Quote every line below exactly as it reads.

=== Begin Enclosure ===

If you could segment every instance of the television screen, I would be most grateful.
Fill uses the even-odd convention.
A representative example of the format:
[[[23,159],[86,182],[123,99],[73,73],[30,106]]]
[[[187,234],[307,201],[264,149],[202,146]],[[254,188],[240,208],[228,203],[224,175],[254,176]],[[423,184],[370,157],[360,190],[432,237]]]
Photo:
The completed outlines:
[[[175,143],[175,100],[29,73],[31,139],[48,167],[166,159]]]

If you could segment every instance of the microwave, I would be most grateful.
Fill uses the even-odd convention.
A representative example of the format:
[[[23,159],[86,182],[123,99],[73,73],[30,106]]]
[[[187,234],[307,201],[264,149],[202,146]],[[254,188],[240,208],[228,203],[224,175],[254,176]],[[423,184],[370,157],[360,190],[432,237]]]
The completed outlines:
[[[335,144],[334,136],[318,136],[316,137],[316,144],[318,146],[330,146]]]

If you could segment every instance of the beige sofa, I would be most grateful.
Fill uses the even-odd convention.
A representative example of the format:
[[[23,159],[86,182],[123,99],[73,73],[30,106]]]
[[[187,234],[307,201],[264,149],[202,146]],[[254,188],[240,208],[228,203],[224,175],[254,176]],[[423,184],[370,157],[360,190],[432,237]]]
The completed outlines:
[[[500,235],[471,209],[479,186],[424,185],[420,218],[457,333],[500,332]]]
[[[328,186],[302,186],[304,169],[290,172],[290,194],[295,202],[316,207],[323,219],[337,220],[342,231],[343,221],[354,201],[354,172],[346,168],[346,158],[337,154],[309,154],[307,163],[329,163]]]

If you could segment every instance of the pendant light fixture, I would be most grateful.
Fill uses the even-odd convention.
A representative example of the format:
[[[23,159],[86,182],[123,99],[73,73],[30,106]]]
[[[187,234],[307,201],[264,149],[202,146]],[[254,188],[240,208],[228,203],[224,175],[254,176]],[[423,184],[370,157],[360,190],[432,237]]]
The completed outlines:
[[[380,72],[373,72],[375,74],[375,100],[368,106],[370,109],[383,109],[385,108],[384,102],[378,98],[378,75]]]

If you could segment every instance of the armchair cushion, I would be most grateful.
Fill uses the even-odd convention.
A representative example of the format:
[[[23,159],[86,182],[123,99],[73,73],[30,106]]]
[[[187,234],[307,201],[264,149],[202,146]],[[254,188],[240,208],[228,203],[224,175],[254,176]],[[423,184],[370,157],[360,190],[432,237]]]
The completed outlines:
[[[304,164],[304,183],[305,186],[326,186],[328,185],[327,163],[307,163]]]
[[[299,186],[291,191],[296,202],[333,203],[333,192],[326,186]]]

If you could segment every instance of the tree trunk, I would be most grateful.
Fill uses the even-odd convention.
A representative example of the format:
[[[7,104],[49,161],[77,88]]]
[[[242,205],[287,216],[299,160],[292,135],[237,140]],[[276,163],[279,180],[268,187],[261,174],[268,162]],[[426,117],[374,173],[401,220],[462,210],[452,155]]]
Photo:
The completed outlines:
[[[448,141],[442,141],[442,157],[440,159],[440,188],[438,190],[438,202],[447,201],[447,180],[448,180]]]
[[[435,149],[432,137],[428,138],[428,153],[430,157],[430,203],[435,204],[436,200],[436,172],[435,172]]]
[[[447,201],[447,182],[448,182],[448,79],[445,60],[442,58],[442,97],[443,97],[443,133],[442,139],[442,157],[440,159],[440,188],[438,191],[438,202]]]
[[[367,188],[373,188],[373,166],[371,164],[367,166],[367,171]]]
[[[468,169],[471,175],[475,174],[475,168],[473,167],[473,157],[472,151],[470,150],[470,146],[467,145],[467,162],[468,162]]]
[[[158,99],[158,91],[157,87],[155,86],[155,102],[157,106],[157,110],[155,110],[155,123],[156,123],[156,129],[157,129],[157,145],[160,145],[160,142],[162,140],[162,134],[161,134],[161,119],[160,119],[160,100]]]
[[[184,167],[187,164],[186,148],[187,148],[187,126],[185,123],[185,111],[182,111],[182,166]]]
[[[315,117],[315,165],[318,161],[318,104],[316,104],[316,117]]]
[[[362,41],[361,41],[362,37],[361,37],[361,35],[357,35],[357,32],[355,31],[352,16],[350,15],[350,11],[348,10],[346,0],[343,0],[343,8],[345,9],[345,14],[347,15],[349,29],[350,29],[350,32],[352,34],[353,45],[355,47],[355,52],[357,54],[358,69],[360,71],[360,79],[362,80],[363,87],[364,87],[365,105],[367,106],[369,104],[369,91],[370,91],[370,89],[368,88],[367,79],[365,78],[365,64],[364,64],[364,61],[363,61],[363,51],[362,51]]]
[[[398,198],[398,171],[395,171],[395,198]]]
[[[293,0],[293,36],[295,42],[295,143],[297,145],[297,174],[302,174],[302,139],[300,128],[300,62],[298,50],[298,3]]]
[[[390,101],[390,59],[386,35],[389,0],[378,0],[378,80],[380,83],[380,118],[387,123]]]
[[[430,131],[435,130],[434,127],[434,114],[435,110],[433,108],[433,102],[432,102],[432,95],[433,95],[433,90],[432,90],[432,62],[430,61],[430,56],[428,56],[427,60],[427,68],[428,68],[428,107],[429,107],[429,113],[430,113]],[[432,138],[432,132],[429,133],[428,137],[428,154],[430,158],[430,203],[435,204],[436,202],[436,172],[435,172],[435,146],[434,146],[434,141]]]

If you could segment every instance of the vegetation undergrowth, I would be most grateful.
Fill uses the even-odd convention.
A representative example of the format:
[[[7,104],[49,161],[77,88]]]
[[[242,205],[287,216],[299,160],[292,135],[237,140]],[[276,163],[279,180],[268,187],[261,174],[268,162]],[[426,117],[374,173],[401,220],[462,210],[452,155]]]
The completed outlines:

=== End Enclosure ===

# Response area:
If you could segment every instance of the television screen, I would be most grateful.
Fill uses the even-odd convention.
A representative example of the format:
[[[23,159],[86,182],[123,99],[73,73],[30,106]]]
[[[187,234],[307,201],[264,149],[202,146]],[[254,188],[240,208],[228,203],[224,175],[254,176]],[[423,184],[370,157],[360,190],[432,237]]]
Photo:
The completed outlines:
[[[175,143],[175,100],[29,73],[31,139],[48,167],[166,159]]]

If you could segment every instance of the microwave, I would be most grateful.
Fill uses the even-odd convention.
A representative example of the format:
[[[23,159],[86,182],[123,99],[73,73],[30,106]]]
[[[187,234],[307,201],[264,149],[202,146]],[[254,188],[240,208],[228,203],[224,175],[254,176]],[[423,184],[370,157],[360,190],[432,237]]]
The completed outlines:
[[[335,144],[334,136],[318,136],[316,137],[316,144],[318,146],[330,146]]]

If you could segment every instance of the beige sofa, I would be most grateful.
Fill uses the even-odd convention.
A representative example of the format:
[[[23,159],[86,182],[123,99],[73,73],[30,106]]]
[[[187,234],[307,201],[264,149],[202,146]],[[254,188],[240,208],[228,203],[224,175],[254,176]],[[423,184],[370,157],[360,190],[432,237]]]
The completed outlines:
[[[500,235],[471,209],[479,186],[424,185],[420,218],[457,333],[500,332]]]
[[[328,186],[302,186],[304,169],[290,172],[290,194],[295,202],[316,207],[323,219],[337,220],[342,231],[343,221],[354,201],[354,172],[346,168],[346,158],[337,154],[309,154],[307,163],[329,163]]]

If you could segment every instance of the pendant light fixture, I would be most grateful.
Fill uses the even-odd convention.
A representative example of the format:
[[[23,159],[86,182],[123,99],[73,73],[30,106]]]
[[[187,234],[307,201],[264,149],[202,146]],[[254,188],[240,208],[228,203],[224,175],[254,176]],[[423,184],[370,157],[360,190],[432,237]]]
The completed outlines:
[[[380,72],[373,72],[375,74],[375,100],[368,106],[370,109],[383,109],[385,108],[384,102],[378,98],[378,75]]]

If you could segment every instance of the armchair cushion, I would be most grateful.
Fill uses the even-odd convention.
A representative example of the format:
[[[23,159],[86,182],[123,99],[73,73],[30,106]]]
[[[187,234],[307,201],[264,149],[202,146]],[[254,188],[240,208],[228,203],[224,175],[254,176]],[[423,184],[370,157],[360,190],[432,237]]]
The completed outlines:
[[[304,164],[304,183],[305,186],[326,186],[328,185],[327,163],[307,163]]]
[[[299,186],[291,191],[296,202],[333,203],[333,192],[326,186]]]

If you could segment every instance of the tree trunk, I would be most grateful.
Fill uses the even-odd convention.
A representative example of the format:
[[[7,104],[49,161],[77,88]]]
[[[242,205],[287,216],[299,160],[292,135],[237,140]],[[276,163],[279,180],[268,187],[261,174],[268,162]],[[426,117],[374,173],[401,220],[462,210],[452,155]]]
Photo:
The completed outlines:
[[[448,141],[442,141],[442,157],[440,159],[440,188],[438,190],[438,202],[447,201],[447,180],[448,180]]]
[[[435,149],[432,137],[428,138],[428,153],[430,157],[430,203],[435,204],[436,200],[436,172],[435,172]]]
[[[447,201],[447,182],[448,182],[448,79],[445,60],[442,58],[442,97],[443,97],[443,133],[442,139],[442,157],[440,159],[440,188],[438,191],[438,202]]]
[[[367,188],[373,188],[373,166],[371,164],[367,166],[367,171]]]
[[[468,169],[471,175],[475,174],[475,168],[473,167],[473,157],[472,151],[470,150],[470,146],[467,145],[467,162],[468,162]]]
[[[158,99],[158,91],[157,87],[155,86],[155,102],[157,106],[157,110],[155,110],[155,123],[156,123],[156,129],[157,129],[157,145],[160,145],[160,142],[162,140],[162,134],[161,134],[161,119],[160,119],[160,100]]]
[[[184,167],[187,164],[186,148],[187,148],[187,126],[185,123],[185,111],[182,111],[182,166]]]
[[[315,117],[315,165],[318,161],[318,104],[316,104],[316,117]]]
[[[362,41],[361,41],[362,37],[361,37],[361,35],[357,35],[357,32],[355,31],[352,16],[350,15],[350,11],[348,10],[346,0],[343,0],[343,8],[345,9],[345,14],[347,15],[349,29],[350,29],[350,32],[352,34],[353,45],[355,47],[355,52],[357,54],[358,69],[360,71],[360,79],[362,80],[363,87],[364,87],[365,105],[367,106],[369,104],[369,91],[370,91],[370,89],[368,88],[367,79],[365,78],[365,64],[364,64],[364,61],[363,61],[363,51],[362,51]]]
[[[398,198],[398,171],[395,171],[395,198]]]
[[[293,0],[293,36],[295,42],[295,143],[297,145],[297,174],[302,174],[302,139],[300,128],[300,62],[298,50],[298,3]]]
[[[390,101],[390,59],[386,35],[389,0],[378,0],[378,80],[380,83],[380,118],[387,123]]]
[[[430,131],[435,130],[434,127],[434,114],[435,110],[433,108],[433,102],[432,102],[432,95],[433,95],[433,90],[432,90],[432,62],[430,61],[430,56],[428,56],[427,60],[427,68],[428,68],[428,107],[429,107],[429,113],[430,113]],[[432,138],[432,132],[429,133],[428,137],[428,154],[430,158],[430,203],[435,204],[436,202],[436,172],[435,172],[435,146],[434,146],[434,141]]]

If you could segment every instance of the vegetation undergrowth, I would be most grateful.
Fill uses the even-odd convention.
A representative example of the format:
[[[7,104],[49,161],[77,88]]]
[[[242,205],[287,216],[299,160],[292,135],[237,140]],[[276,163],[279,180],[268,187],[261,174],[268,162]],[[426,117],[374,173],[401,220],[462,210],[452,155]]]
The completed outlines:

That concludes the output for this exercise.